[Opening Entries supplied section]

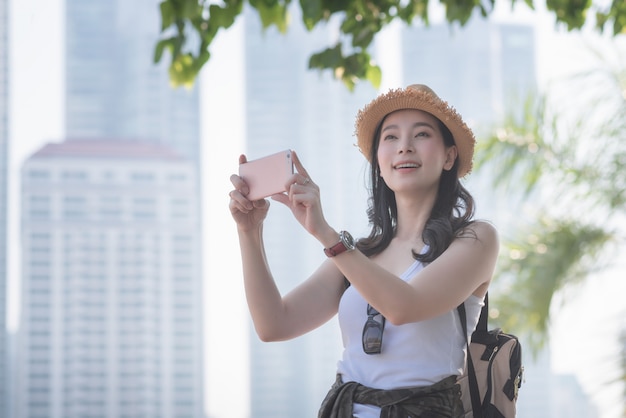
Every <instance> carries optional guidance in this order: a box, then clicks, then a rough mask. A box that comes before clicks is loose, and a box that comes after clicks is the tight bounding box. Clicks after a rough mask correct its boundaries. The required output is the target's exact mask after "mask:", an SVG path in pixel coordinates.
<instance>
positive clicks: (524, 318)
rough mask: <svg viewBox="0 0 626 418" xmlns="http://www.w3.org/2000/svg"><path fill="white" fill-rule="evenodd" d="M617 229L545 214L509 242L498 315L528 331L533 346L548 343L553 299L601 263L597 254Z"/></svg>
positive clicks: (493, 302) (502, 271)
mask: <svg viewBox="0 0 626 418" xmlns="http://www.w3.org/2000/svg"><path fill="white" fill-rule="evenodd" d="M613 238H614V234H613V233H612V232H610V231H607V230H605V229H603V228H600V227H597V226H594V225H583V224H580V223H579V222H577V221H574V220H562V219H549V218H542V219H540V220H539V221H538V222H537V223H536V224H535V225H534V226H531V227H529V228H528V232H527V233H526V234H525V236H524V238H523V239H521V240H516V241H511V242H508V243H506V244H505V247H506V251H504V252H503V253H502V255H501V258H500V260H499V263H498V269H497V274H496V277H495V279H494V291H493V292H492V293H493V294H494V297H493V300H494V302H493V303H492V304H491V306H492V307H493V308H495V309H496V312H499V313H498V315H497V317H496V318H493V320H494V321H495V322H496V323H498V324H500V325H501V326H502V327H503V328H505V329H507V330H511V331H512V332H516V333H518V334H520V335H525V336H526V337H527V338H528V341H529V342H530V345H531V348H532V350H533V351H535V352H536V351H537V350H539V349H540V348H541V347H542V346H543V345H544V344H545V342H546V340H547V336H548V330H549V324H550V321H549V318H550V308H551V305H552V299H553V297H554V295H555V293H557V292H558V291H559V290H562V289H564V288H565V287H566V286H568V285H572V284H575V283H577V282H579V281H581V280H582V279H583V278H585V277H586V276H587V274H588V273H589V272H590V270H591V269H595V268H597V255H598V254H599V252H600V251H601V250H602V249H603V248H604V247H605V245H606V244H607V242H609V241H610V240H612V239H613Z"/></svg>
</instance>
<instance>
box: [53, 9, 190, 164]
mask: <svg viewBox="0 0 626 418" xmlns="http://www.w3.org/2000/svg"><path fill="white" fill-rule="evenodd" d="M65 8H66V13H65V16H66V19H65V22H66V34H65V36H66V38H65V46H66V52H65V59H66V65H65V84H66V89H67V91H66V94H65V97H66V110H65V111H66V113H65V118H66V134H67V137H68V138H70V139H94V138H107V140H115V139H132V140H145V141H151V142H158V143H163V144H168V145H169V146H170V147H172V148H173V149H174V150H176V151H177V152H178V153H179V154H180V155H183V156H185V157H187V158H189V159H190V160H192V161H193V162H194V163H195V164H197V165H198V167H199V163H200V155H201V153H200V123H199V116H198V114H199V98H198V89H197V88H195V87H194V88H193V89H191V90H188V89H185V88H179V89H173V88H170V84H169V79H168V73H167V67H166V66H165V64H166V61H167V59H164V60H163V62H161V63H160V64H159V65H158V66H155V65H153V64H152V56H153V52H154V46H155V44H156V40H157V37H158V35H159V28H160V15H159V1H158V0H143V1H127V2H124V1H109V0H93V1H83V0H67V1H66V5H65ZM166 58H167V57H166Z"/></svg>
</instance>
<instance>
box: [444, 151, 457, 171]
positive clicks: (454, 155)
mask: <svg viewBox="0 0 626 418" xmlns="http://www.w3.org/2000/svg"><path fill="white" fill-rule="evenodd" d="M458 155H459V153H458V150H457V149H456V145H453V146H451V147H449V148H448V149H447V150H446V162H445V164H444V165H443V169H444V170H446V171H450V170H451V169H452V166H454V162H455V161H456V157H457V156H458Z"/></svg>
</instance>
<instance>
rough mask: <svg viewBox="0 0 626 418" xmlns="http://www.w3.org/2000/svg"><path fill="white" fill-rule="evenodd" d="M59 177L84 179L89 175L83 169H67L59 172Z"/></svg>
mask: <svg viewBox="0 0 626 418" xmlns="http://www.w3.org/2000/svg"><path fill="white" fill-rule="evenodd" d="M61 178H62V179H63V180H68V181H86V180H87V179H88V178H89V176H88V174H87V173H86V172H84V171H78V170H68V171H64V172H63V173H61Z"/></svg>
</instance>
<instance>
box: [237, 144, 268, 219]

[Closing Entries supplied section]

Written task -> Retype all entries exactly, without the images.

Result of this exercise ->
Every <instance> carries optional guidance in this order: a box, then clicks, then a rough mask. A box that comes before clicks is loose, and a box that comes after clicks is the tight bounding box. Clicks after a rough mask correct its boundaries. The required output is the target's exact mask after "mask:", an SVG path in pixel coordinates.
<instance>
positive clicks: (524, 318)
rough mask: <svg viewBox="0 0 626 418" xmlns="http://www.w3.org/2000/svg"><path fill="white" fill-rule="evenodd" d="M617 229L545 214L509 242L498 315L528 331L533 346L548 343L553 299L601 263L597 254Z"/></svg>
positive clicks: (493, 302) (502, 271)
mask: <svg viewBox="0 0 626 418" xmlns="http://www.w3.org/2000/svg"><path fill="white" fill-rule="evenodd" d="M613 238H614V234H613V233H612V232H610V231H607V230H605V229H603V228H600V227H597V226H594V225H583V224H580V223H579V222H577V221H574V220H562V219H549V218H542V219H540V220H539V221H538V222H537V223H536V224H535V225H534V226H531V227H529V228H528V232H527V233H526V234H525V236H524V238H523V239H521V240H516V241H511V242H508V243H506V244H505V247H506V251H504V252H503V253H502V255H501V258H500V260H499V263H498V269H497V274H496V277H495V279H494V291H493V292H492V293H493V294H494V297H493V300H494V302H493V303H492V304H491V306H492V307H493V308H495V309H496V312H499V313H498V315H497V317H496V318H493V320H494V321H495V322H496V323H498V324H500V325H501V326H502V327H503V328H505V329H507V330H511V331H512V332H516V333H518V334H520V335H525V336H526V337H527V338H528V341H529V342H530V345H531V348H532V350H533V351H535V352H536V351H537V350H539V349H540V348H541V347H542V346H543V345H544V344H545V342H546V340H547V336H548V330H549V324H550V321H549V318H550V308H551V305H552V299H553V297H554V295H555V293H557V292H558V291H559V290H562V289H564V288H565V287H566V286H568V285H572V284H575V283H577V282H579V281H581V280H582V279H583V278H585V277H586V276H587V274H588V273H589V272H590V270H591V269H595V268H597V255H598V254H599V252H600V251H601V250H602V249H603V248H604V247H605V245H606V244H607V242H609V241H610V240H612V239H613Z"/></svg>
</instance>
<instance>
box: [53, 9, 190, 164]
mask: <svg viewBox="0 0 626 418" xmlns="http://www.w3.org/2000/svg"><path fill="white" fill-rule="evenodd" d="M65 8H66V13H65V16H66V19H65V22H66V34H65V36H66V38H65V46H66V52H65V59H66V65H65V84H66V89H67V91H66V94H65V97H66V110H65V111H66V113H65V118H66V134H67V137H68V138H70V139H94V138H107V140H115V139H132V140H145V141H151V142H158V143H163V144H168V145H169V146H170V147H172V148H173V149H174V150H176V151H177V152H178V153H179V154H180V155H183V156H185V157H187V158H189V159H190V160H192V161H193V162H194V163H195V164H197V165H198V167H199V163H200V155H201V153H200V123H199V116H198V114H199V98H198V89H197V88H195V87H194V88H193V89H191V90H188V89H185V88H179V89H173V88H170V84H169V79H168V73H167V67H166V66H165V64H166V61H167V59H164V60H163V62H161V63H160V64H159V65H158V66H155V65H153V64H152V56H153V52H154V46H155V44H156V40H157V37H158V35H159V28H160V15H159V1H158V0H143V1H127V2H124V1H109V0H93V1H83V0H67V1H66V5H65ZM166 58H167V57H166Z"/></svg>
</instance>
<instance>
box: [444, 151, 457, 171]
positive clicks: (454, 155)
mask: <svg viewBox="0 0 626 418" xmlns="http://www.w3.org/2000/svg"><path fill="white" fill-rule="evenodd" d="M458 155H459V153H458V150H457V149H456V145H453V146H451V147H449V148H448V149H447V150H446V162H445V164H444V165H443V169H444V170H446V171H450V170H451V169H452V166H454V162H455V161H456V157H457V156H458Z"/></svg>
</instance>
<instance>
rough mask: <svg viewBox="0 0 626 418" xmlns="http://www.w3.org/2000/svg"><path fill="white" fill-rule="evenodd" d="M59 177L84 179L89 175L83 169H67L59 172Z"/></svg>
mask: <svg viewBox="0 0 626 418" xmlns="http://www.w3.org/2000/svg"><path fill="white" fill-rule="evenodd" d="M61 178H62V179H63V180H68V181H86V180H87V179H88V178H89V176H88V174H87V173H86V172H84V171H78V170H68V171H64V172H63V173H61Z"/></svg>
</instance>
<instance>
box: [237, 144, 268, 219]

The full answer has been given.